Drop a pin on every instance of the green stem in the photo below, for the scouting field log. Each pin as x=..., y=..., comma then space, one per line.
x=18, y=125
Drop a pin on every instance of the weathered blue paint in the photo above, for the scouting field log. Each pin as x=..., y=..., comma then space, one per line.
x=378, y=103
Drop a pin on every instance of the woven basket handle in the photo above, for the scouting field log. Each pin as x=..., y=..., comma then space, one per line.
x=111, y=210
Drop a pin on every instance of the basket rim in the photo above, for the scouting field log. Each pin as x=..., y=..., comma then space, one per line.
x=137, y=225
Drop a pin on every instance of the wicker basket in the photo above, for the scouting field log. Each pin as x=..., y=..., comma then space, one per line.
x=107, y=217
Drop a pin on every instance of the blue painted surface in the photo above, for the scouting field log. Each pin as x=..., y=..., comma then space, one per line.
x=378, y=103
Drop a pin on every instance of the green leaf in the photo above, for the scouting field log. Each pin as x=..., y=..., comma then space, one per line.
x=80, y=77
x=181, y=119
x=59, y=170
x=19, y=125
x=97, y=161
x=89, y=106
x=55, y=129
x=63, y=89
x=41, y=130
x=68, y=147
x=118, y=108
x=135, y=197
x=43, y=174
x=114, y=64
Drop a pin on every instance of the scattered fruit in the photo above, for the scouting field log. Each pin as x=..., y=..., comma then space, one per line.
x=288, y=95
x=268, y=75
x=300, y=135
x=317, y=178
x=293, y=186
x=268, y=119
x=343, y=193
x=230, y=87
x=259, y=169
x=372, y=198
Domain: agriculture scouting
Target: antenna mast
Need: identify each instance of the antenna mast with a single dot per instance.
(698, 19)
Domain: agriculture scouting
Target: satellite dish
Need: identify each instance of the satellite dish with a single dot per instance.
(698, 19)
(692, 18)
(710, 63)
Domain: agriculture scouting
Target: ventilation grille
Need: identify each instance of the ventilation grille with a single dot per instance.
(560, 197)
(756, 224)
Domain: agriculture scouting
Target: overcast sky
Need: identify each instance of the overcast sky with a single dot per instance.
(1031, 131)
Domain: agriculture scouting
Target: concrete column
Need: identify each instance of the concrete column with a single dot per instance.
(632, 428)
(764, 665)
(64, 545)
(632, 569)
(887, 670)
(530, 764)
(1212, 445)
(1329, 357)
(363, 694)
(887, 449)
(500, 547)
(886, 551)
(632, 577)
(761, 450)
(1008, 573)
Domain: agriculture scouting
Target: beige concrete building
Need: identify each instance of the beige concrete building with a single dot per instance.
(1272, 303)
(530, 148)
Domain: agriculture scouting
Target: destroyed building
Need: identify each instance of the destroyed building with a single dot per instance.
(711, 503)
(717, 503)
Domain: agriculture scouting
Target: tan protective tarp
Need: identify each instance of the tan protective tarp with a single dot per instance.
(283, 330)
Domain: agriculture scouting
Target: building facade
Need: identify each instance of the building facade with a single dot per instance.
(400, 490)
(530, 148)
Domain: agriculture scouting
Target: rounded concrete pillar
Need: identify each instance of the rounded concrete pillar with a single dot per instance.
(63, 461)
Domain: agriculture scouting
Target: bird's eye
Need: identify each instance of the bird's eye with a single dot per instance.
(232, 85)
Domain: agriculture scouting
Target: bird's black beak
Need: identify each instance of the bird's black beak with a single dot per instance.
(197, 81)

◆ WORK TO DO
Copy all of the rows above, line for line, without changing a character.

◆ EXERCISE ANSWER
Drop a pin on every instance of the green stem in the photo below, for the scouting field log. Each pin as x=..., y=..., comma then space, one per line.
x=18, y=125
Drop a pin on every instance of the weathered blue paint in the photo above, for the scouting field log. Each pin as x=..., y=..., comma then space, one per line.
x=378, y=103
Drop a pin on every instance of the woven basket handle in the photo above, for the scouting field log. Each pin as x=..., y=..., comma then space, one per line.
x=111, y=210
Drop a pin on every instance of the basket rim in the photo above, for the scouting field log. Each pin as x=..., y=..., comma then space, one per line.
x=137, y=225
Drop a pin on every instance of the wicker basket in the photo above, for the scouting field log. Each pin as x=..., y=..., comma then space, one per line.
x=107, y=217
Drop a pin on every instance of the blue painted surface in the photo above, for the scouting field log. Each pin as x=..., y=..., comma then space, one per line.
x=378, y=103
Drop a pin on every instance of the green leaf in the photo above, for the scouting field log. Each pin as x=..., y=..., comma then space, one per line.
x=80, y=77
x=181, y=119
x=59, y=170
x=19, y=125
x=97, y=161
x=89, y=106
x=55, y=129
x=63, y=89
x=41, y=130
x=68, y=147
x=118, y=108
x=135, y=197
x=43, y=174
x=114, y=64
Drop a pin on every instance of the scattered fruit in the photo above, for the scouting field log. Each pin as x=..., y=..., comma then space, one per line.
x=288, y=95
x=268, y=75
x=300, y=135
x=317, y=178
x=293, y=186
x=268, y=119
x=343, y=193
x=230, y=87
x=259, y=169
x=372, y=198
Domain: agriculture scouting
Target: antenna mast
Need: identify each instance of the antenna mast with a single dot per instance.
(698, 19)
Domain: agriculture scouting
Target: satellite dish
Need: identify each instance of the satellite dish with a single dot per instance.
(698, 19)
(692, 18)
(710, 63)
Domain: agriculture scouting
Target: ventilation grille
Need: identify each instance of the ventilation grille with a single dot per instance.
(560, 197)
(756, 224)
Domain: agriculture scouting
Target: overcast sky
Need: identify each instance of the overcast sky with a single dot per instance.
(1031, 131)
Domain: agriculture scouting
Target: concrete column
Need: identify each instance of the concrete column with a single dot per instance.
(632, 428)
(764, 665)
(64, 545)
(632, 569)
(887, 670)
(530, 764)
(1212, 445)
(1329, 357)
(363, 694)
(887, 449)
(500, 547)
(886, 551)
(632, 577)
(761, 450)
(1008, 573)
Domain: agriculture scouting
Target: beige concrete building
Need: identify each instance of the beige concrete building with a single dot per instance.
(1272, 303)
(530, 148)
Domain: agriculture scouting
Target: destroyed building
Need: identify each instance of the destroyed building with a single dot per instance.
(711, 503)
(717, 503)
Domain: agriculture scouting
Target: tan protective tarp
Need: identify each instance of the tan protective tarp with a single dot per instance.
(283, 330)
Domain: agriculture scouting
Target: building facade
Need: identify each instance of the building facade with a single dot per instance.
(400, 490)
(530, 148)
Domain: agriculture scouting
Target: rounded concrete pillar
Need: identify each instance of the rounded concrete pillar with a single dot per instance.
(63, 461)
Domain: agriculture scouting
Target: bird's eye
Need: identify each instance of the bird's eye with a single dot per instance.
(232, 85)
Domain: agriculture scouting
Target: bird's black beak
Need: identify each instance of the bird's black beak with a single dot per instance.
(197, 81)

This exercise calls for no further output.